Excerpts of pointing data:
-- -- --

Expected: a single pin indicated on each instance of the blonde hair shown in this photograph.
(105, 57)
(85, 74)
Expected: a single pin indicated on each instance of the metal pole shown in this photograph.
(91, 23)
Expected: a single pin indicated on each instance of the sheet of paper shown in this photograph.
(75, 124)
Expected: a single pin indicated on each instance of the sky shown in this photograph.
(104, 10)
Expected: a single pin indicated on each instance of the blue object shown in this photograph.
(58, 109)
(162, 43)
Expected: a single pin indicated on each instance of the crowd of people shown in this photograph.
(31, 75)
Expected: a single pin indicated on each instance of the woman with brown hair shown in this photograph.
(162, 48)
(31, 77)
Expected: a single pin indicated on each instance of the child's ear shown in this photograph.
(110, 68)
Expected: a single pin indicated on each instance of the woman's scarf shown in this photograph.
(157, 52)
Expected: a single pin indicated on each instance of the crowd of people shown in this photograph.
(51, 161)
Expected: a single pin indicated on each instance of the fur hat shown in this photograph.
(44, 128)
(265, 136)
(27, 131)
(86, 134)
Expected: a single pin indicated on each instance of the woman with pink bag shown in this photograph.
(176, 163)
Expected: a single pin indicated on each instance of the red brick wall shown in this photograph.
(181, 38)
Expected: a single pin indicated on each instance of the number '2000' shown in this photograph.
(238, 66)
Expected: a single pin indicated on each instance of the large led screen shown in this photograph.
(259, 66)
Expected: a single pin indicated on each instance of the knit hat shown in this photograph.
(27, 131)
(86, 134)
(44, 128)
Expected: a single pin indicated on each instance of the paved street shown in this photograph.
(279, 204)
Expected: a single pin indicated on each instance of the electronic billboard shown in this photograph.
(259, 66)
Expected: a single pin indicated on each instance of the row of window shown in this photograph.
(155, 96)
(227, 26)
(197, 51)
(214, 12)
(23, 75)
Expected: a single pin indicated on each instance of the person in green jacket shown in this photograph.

-- -- --

Task details:
Can you render the entries as a numbered list, starting at the line containing "Expected: a single pin indicated on each instance of the paved" and ending at the last line of the entries, with any blank lines left out?

Answer for the task:
1. Expected: a single pin indicated on each instance of the paved street shown in this photograph.
2. (279, 204)
3. Expected: a single pin indicated on each instance of the electronic billboard shown in this photograph.
4. (259, 66)
5. Expected: a single pin indicated on each instance of the row of window shown in this photograph.
6. (155, 96)
7. (227, 26)
8. (197, 51)
9. (214, 12)
10. (23, 75)
11. Expected: a single pin indicated on each instance of the person in green jacket shown in this photograph.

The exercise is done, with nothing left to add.